Information supplied:

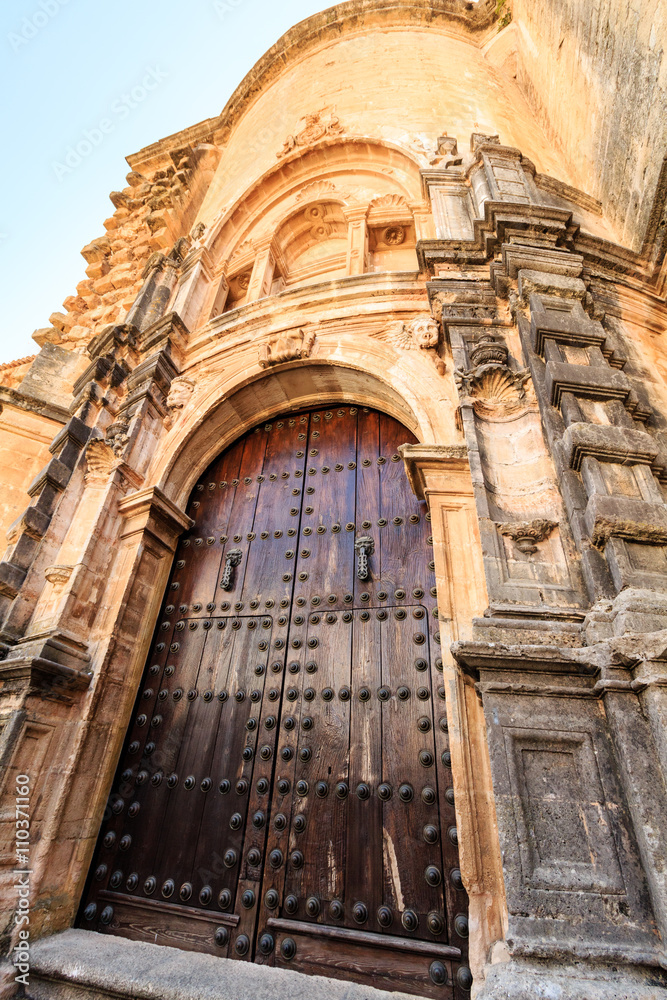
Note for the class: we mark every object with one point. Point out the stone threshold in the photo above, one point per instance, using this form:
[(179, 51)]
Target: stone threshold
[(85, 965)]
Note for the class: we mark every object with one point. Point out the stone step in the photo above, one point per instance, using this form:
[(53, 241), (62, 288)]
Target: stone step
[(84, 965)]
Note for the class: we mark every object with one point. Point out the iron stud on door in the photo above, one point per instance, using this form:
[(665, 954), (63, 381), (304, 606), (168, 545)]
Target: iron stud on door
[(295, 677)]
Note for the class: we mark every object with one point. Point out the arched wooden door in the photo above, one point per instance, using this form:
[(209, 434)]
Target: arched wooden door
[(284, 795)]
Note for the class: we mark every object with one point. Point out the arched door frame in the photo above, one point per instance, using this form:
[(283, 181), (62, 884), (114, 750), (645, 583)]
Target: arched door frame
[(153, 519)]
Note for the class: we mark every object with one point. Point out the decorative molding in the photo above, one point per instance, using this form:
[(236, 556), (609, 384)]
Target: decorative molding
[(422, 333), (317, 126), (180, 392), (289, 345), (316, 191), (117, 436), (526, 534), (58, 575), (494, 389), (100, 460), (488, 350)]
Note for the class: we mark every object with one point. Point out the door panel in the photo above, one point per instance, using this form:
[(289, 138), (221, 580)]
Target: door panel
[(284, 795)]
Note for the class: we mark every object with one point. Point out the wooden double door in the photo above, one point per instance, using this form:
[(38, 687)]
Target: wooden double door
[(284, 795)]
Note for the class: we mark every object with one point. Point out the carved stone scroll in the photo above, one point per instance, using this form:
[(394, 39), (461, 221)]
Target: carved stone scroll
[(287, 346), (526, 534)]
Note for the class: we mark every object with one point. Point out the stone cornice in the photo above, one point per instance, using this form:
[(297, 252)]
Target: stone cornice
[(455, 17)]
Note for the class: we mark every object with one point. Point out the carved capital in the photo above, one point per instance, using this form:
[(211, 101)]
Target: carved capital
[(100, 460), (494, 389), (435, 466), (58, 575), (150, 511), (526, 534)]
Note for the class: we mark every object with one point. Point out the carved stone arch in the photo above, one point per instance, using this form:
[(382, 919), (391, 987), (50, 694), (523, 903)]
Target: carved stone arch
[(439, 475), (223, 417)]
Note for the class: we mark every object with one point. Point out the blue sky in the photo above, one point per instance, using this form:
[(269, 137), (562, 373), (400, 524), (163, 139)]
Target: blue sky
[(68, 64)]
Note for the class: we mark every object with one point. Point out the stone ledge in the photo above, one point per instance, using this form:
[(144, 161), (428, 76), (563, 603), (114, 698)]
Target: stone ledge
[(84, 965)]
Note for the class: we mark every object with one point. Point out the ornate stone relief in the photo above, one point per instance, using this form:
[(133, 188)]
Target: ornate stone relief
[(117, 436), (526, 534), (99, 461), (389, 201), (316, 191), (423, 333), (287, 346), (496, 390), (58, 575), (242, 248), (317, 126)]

==

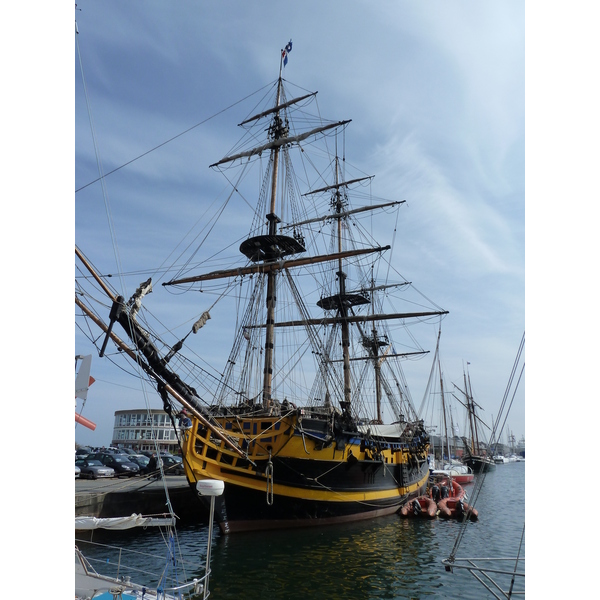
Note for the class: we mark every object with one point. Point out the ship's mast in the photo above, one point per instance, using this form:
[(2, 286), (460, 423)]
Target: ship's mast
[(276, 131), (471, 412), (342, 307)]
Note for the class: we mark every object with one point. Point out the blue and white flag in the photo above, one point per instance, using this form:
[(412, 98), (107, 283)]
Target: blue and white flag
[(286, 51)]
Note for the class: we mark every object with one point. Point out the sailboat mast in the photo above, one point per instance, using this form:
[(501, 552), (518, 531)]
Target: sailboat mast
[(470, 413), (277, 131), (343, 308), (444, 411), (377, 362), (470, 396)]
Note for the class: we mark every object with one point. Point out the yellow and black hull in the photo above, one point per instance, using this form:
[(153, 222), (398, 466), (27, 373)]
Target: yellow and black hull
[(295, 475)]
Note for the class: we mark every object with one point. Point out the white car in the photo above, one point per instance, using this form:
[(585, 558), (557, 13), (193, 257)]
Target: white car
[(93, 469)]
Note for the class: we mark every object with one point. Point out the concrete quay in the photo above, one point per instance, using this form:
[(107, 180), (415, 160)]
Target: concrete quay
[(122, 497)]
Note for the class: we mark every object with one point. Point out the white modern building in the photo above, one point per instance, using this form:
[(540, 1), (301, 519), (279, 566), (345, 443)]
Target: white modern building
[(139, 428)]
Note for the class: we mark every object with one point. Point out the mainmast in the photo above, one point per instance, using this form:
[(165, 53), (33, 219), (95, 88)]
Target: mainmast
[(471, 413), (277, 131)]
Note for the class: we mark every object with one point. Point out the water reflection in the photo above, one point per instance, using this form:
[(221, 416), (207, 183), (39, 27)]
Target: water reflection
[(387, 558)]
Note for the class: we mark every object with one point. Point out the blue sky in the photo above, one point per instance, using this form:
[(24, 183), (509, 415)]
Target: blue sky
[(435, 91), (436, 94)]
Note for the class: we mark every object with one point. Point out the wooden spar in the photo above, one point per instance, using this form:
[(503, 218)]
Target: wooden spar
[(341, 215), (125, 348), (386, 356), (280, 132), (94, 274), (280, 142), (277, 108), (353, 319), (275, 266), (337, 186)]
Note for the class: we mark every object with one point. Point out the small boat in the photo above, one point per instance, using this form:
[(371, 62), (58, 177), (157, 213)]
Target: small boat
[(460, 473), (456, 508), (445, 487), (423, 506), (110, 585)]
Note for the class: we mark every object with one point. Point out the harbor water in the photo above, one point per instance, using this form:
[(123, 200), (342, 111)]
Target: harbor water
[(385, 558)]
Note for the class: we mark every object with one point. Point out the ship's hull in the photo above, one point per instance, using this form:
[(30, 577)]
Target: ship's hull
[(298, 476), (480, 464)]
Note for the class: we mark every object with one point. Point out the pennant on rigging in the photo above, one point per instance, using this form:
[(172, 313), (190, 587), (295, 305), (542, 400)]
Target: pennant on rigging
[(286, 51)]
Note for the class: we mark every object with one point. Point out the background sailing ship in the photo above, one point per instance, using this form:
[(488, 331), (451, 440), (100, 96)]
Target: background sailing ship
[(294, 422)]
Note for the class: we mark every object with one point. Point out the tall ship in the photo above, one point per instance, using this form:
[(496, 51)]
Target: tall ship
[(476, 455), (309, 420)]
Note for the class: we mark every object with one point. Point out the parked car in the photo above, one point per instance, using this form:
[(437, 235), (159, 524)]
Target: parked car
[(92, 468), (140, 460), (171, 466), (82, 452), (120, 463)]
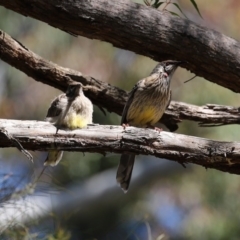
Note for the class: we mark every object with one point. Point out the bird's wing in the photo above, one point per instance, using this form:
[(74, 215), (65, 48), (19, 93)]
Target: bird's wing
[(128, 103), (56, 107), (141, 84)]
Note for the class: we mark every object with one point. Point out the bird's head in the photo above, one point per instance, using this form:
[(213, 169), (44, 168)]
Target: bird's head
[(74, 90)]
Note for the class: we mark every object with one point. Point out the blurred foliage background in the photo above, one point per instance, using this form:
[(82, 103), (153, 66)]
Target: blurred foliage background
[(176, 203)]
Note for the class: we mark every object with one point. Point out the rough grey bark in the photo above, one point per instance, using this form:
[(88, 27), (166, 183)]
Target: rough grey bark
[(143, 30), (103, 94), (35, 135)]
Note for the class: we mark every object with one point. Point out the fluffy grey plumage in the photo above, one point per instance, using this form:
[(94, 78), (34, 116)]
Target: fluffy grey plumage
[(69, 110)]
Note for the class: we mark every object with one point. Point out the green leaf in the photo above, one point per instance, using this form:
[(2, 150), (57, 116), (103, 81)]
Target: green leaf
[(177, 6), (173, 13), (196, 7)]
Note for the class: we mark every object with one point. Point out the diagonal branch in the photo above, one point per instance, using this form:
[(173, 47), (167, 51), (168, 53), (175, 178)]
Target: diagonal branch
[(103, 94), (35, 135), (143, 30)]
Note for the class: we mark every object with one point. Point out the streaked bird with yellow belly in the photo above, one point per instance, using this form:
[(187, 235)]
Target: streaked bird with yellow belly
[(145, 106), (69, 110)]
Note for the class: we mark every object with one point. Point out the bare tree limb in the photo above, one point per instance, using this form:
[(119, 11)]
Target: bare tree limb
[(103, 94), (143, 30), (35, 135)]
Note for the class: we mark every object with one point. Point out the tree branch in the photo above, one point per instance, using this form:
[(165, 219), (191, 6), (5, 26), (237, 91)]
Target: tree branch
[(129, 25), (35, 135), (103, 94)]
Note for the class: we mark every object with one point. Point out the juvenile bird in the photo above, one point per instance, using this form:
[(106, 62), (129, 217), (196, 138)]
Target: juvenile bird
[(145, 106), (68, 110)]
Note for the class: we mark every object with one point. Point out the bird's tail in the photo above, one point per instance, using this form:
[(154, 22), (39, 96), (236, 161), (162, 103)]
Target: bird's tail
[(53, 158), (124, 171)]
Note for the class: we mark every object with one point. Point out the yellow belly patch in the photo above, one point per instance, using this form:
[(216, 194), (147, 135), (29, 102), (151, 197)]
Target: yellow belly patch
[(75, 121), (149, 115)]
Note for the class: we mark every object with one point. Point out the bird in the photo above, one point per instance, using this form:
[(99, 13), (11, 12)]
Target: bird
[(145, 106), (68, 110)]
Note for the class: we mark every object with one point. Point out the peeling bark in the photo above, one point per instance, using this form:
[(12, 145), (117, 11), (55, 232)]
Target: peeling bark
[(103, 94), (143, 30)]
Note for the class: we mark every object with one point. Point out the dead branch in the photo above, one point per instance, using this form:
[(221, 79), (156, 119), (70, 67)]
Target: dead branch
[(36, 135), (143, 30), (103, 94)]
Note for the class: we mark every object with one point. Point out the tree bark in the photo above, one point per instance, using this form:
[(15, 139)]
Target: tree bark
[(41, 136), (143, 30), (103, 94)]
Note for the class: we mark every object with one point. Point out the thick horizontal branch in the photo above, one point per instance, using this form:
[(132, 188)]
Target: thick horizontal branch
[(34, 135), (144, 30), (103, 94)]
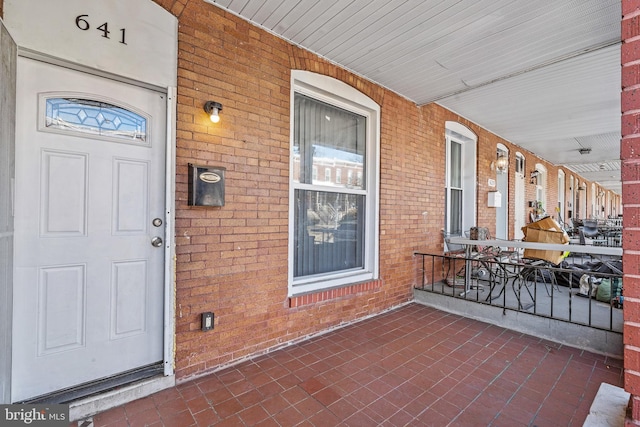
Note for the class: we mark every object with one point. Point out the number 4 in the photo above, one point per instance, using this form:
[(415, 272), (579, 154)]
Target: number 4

The task: Rewrite the items from the line containing "the white car" down to the line containing "[(122, 497)]", changing "concrete quay" to "stone pier" and leaving everything else as it is.

Problem solution:
Note for the class: we mark every object with one point. Point out the white car in the photo above, one point per instance, using this form:
[(585, 558), (557, 13), (193, 257)]
Target: white car
[(93, 469)]
Note for the class: we mark every object with one point. Point out the stone pier in the photo above, one point per instance, using this form:
[(107, 180), (415, 160)]
Target: stone pier
[(122, 497)]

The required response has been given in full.